REQUIREMENT> Read the entries that follow and give each one again precisely.

[Entries taken from a collection]
<<<<

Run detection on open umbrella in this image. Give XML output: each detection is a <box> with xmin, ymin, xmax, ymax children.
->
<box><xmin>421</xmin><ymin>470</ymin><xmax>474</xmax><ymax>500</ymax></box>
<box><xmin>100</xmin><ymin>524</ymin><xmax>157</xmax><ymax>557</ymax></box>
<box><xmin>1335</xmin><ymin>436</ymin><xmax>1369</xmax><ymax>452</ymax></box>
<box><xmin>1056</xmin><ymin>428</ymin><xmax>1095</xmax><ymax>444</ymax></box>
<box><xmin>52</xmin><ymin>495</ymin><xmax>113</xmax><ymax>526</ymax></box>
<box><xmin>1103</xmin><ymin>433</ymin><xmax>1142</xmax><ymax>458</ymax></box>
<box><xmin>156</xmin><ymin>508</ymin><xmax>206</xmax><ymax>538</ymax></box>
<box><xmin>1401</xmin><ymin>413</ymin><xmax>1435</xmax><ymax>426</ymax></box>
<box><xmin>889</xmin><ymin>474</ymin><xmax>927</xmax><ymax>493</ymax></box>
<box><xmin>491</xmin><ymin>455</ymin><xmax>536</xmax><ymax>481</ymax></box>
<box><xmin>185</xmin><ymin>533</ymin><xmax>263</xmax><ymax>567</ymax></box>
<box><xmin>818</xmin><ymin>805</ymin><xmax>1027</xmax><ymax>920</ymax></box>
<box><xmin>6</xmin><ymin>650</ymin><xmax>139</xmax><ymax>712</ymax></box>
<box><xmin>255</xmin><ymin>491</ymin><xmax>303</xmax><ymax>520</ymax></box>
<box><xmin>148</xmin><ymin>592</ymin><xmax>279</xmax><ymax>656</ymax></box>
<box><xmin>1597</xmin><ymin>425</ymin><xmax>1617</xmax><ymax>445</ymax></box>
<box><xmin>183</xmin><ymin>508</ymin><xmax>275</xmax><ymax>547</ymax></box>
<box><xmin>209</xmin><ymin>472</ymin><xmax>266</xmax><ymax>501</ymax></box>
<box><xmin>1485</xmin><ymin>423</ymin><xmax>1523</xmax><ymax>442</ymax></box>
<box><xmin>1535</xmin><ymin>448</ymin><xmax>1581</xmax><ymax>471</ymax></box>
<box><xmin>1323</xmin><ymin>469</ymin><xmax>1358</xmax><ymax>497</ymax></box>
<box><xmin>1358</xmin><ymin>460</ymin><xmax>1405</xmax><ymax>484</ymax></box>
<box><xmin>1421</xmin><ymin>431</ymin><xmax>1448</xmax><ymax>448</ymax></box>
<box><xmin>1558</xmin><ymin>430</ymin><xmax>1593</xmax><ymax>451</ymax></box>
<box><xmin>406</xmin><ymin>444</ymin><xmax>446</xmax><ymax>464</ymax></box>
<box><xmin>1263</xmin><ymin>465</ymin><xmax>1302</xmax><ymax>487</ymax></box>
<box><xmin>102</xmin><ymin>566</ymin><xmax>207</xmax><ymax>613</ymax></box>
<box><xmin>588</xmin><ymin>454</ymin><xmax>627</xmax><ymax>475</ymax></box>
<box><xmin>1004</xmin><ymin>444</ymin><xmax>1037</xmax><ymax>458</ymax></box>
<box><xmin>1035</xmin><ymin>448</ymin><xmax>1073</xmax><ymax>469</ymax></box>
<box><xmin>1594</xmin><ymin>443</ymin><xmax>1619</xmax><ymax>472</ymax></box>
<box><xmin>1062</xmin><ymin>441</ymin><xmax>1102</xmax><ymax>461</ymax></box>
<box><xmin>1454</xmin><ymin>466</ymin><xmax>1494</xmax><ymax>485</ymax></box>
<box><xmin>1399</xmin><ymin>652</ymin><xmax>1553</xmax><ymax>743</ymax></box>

>>>>

EXERCISE RESPONSE>
Run detection on open umbrella in this image. Give XML output: each detection is a <box> with xmin, ymin, xmax, ymax children.
->
<box><xmin>421</xmin><ymin>470</ymin><xmax>474</xmax><ymax>500</ymax></box>
<box><xmin>100</xmin><ymin>524</ymin><xmax>157</xmax><ymax>557</ymax></box>
<box><xmin>1335</xmin><ymin>436</ymin><xmax>1369</xmax><ymax>452</ymax></box>
<box><xmin>1056</xmin><ymin>428</ymin><xmax>1095</xmax><ymax>444</ymax></box>
<box><xmin>52</xmin><ymin>495</ymin><xmax>113</xmax><ymax>526</ymax></box>
<box><xmin>1103</xmin><ymin>433</ymin><xmax>1142</xmax><ymax>458</ymax></box>
<box><xmin>156</xmin><ymin>508</ymin><xmax>206</xmax><ymax>538</ymax></box>
<box><xmin>1401</xmin><ymin>413</ymin><xmax>1435</xmax><ymax>426</ymax></box>
<box><xmin>889</xmin><ymin>474</ymin><xmax>927</xmax><ymax>493</ymax></box>
<box><xmin>491</xmin><ymin>455</ymin><xmax>536</xmax><ymax>481</ymax></box>
<box><xmin>185</xmin><ymin>533</ymin><xmax>263</xmax><ymax>567</ymax></box>
<box><xmin>818</xmin><ymin>805</ymin><xmax>1027</xmax><ymax>920</ymax></box>
<box><xmin>6</xmin><ymin>650</ymin><xmax>139</xmax><ymax>712</ymax></box>
<box><xmin>255</xmin><ymin>491</ymin><xmax>303</xmax><ymax>520</ymax></box>
<box><xmin>148</xmin><ymin>592</ymin><xmax>279</xmax><ymax>656</ymax></box>
<box><xmin>1597</xmin><ymin>425</ymin><xmax>1617</xmax><ymax>445</ymax></box>
<box><xmin>183</xmin><ymin>508</ymin><xmax>275</xmax><ymax>547</ymax></box>
<box><xmin>209</xmin><ymin>472</ymin><xmax>266</xmax><ymax>501</ymax></box>
<box><xmin>1485</xmin><ymin>423</ymin><xmax>1523</xmax><ymax>442</ymax></box>
<box><xmin>1535</xmin><ymin>448</ymin><xmax>1581</xmax><ymax>471</ymax></box>
<box><xmin>1323</xmin><ymin>469</ymin><xmax>1358</xmax><ymax>497</ymax></box>
<box><xmin>1358</xmin><ymin>460</ymin><xmax>1405</xmax><ymax>484</ymax></box>
<box><xmin>1421</xmin><ymin>431</ymin><xmax>1448</xmax><ymax>448</ymax></box>
<box><xmin>1558</xmin><ymin>430</ymin><xmax>1593</xmax><ymax>451</ymax></box>
<box><xmin>406</xmin><ymin>444</ymin><xmax>446</xmax><ymax>464</ymax></box>
<box><xmin>1263</xmin><ymin>465</ymin><xmax>1302</xmax><ymax>487</ymax></box>
<box><xmin>102</xmin><ymin>566</ymin><xmax>207</xmax><ymax>613</ymax></box>
<box><xmin>588</xmin><ymin>454</ymin><xmax>627</xmax><ymax>475</ymax></box>
<box><xmin>1004</xmin><ymin>444</ymin><xmax>1037</xmax><ymax>458</ymax></box>
<box><xmin>1035</xmin><ymin>448</ymin><xmax>1073</xmax><ymax>469</ymax></box>
<box><xmin>1594</xmin><ymin>443</ymin><xmax>1619</xmax><ymax>472</ymax></box>
<box><xmin>1062</xmin><ymin>441</ymin><xmax>1102</xmax><ymax>461</ymax></box>
<box><xmin>1454</xmin><ymin>466</ymin><xmax>1494</xmax><ymax>485</ymax></box>
<box><xmin>1399</xmin><ymin>652</ymin><xmax>1553</xmax><ymax>743</ymax></box>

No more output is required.